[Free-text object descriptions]
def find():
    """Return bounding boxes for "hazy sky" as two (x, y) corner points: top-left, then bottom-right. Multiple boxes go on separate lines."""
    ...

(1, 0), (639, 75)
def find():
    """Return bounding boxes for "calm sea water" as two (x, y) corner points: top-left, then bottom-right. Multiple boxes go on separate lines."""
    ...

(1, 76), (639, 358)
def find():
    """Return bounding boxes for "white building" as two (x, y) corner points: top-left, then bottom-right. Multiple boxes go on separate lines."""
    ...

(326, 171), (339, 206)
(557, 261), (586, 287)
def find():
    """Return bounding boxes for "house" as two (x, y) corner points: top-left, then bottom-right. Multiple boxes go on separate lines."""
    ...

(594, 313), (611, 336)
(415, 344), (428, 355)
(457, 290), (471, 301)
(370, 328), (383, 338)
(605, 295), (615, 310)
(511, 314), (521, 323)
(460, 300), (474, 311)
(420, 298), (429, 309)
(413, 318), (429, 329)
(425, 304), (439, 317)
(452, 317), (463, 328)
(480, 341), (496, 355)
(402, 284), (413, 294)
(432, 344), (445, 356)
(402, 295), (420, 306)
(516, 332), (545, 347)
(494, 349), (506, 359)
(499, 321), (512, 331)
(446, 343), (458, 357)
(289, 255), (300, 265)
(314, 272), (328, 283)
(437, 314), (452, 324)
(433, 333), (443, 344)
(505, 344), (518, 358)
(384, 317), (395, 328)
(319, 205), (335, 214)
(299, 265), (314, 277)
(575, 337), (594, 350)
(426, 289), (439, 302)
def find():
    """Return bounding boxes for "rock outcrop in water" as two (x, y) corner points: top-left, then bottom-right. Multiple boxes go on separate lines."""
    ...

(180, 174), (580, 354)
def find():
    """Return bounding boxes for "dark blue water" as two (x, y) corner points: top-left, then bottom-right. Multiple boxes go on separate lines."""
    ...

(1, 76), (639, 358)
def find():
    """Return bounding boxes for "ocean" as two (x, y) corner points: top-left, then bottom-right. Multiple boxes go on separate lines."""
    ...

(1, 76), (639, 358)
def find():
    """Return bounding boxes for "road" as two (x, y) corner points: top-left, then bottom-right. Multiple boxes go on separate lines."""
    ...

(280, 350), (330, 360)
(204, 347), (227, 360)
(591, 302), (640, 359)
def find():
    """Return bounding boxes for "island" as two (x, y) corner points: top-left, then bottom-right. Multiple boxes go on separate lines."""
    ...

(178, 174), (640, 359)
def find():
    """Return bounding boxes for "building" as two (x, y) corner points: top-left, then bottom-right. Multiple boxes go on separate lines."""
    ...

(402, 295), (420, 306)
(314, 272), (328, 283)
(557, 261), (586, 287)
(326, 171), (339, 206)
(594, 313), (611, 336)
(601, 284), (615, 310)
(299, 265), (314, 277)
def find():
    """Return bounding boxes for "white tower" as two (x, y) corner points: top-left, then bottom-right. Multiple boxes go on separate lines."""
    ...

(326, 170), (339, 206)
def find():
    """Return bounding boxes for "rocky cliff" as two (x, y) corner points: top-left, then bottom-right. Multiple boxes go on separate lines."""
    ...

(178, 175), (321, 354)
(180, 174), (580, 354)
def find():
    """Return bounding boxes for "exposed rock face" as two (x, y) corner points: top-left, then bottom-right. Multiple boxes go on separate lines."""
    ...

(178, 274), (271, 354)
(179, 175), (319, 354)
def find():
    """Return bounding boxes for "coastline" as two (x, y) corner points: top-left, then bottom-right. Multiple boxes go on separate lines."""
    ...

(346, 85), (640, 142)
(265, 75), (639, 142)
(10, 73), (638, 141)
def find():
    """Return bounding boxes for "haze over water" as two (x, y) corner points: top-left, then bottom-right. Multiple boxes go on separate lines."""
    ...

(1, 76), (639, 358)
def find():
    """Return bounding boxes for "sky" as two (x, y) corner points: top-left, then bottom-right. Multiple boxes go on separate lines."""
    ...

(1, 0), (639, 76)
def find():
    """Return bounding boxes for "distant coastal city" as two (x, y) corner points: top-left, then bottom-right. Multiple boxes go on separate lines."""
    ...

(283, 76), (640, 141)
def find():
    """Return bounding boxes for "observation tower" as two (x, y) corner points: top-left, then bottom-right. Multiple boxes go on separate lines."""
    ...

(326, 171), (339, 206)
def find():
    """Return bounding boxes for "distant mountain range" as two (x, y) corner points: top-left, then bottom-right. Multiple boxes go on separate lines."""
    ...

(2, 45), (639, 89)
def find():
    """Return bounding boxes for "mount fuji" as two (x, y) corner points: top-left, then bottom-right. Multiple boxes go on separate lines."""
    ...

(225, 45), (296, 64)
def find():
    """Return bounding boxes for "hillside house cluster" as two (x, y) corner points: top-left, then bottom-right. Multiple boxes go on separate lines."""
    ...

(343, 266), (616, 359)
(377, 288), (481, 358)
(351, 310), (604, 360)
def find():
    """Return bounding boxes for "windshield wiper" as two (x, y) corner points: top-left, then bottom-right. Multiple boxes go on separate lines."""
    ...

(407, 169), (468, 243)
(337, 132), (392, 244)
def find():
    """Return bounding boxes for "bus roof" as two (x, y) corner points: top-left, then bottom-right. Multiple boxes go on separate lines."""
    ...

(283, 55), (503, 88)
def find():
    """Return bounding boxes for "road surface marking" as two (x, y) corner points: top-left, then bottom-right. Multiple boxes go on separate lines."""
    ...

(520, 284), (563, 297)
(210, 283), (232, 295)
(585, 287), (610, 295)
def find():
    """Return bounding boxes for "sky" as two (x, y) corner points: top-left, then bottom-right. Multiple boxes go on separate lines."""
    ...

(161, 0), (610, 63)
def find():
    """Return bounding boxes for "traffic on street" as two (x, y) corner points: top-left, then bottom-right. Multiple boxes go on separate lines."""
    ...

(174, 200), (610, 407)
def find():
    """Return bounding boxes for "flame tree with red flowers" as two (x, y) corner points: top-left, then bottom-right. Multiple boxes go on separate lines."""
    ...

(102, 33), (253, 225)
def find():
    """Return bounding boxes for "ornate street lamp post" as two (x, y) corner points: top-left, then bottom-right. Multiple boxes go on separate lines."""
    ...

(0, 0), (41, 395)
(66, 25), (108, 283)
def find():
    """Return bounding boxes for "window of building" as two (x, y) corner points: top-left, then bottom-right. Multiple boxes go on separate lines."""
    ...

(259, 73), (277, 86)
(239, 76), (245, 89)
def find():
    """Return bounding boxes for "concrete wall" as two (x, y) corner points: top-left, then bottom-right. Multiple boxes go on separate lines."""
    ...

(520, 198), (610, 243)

§ **YOUR OBJECTIVE**: The task calls for all lines in the entries that hold "white".

§ **EXERCISE ANSWER**:
    """Return bounding boxes for "white building" as two (x, y) corner points: top-left, then bottom-right. Multiple boxes go on separate lines."""
    """Return bounding boxes for "white tower" as two (x, y) corner points: top-left, then bottom-right. Multiple boxes go on separate lines."""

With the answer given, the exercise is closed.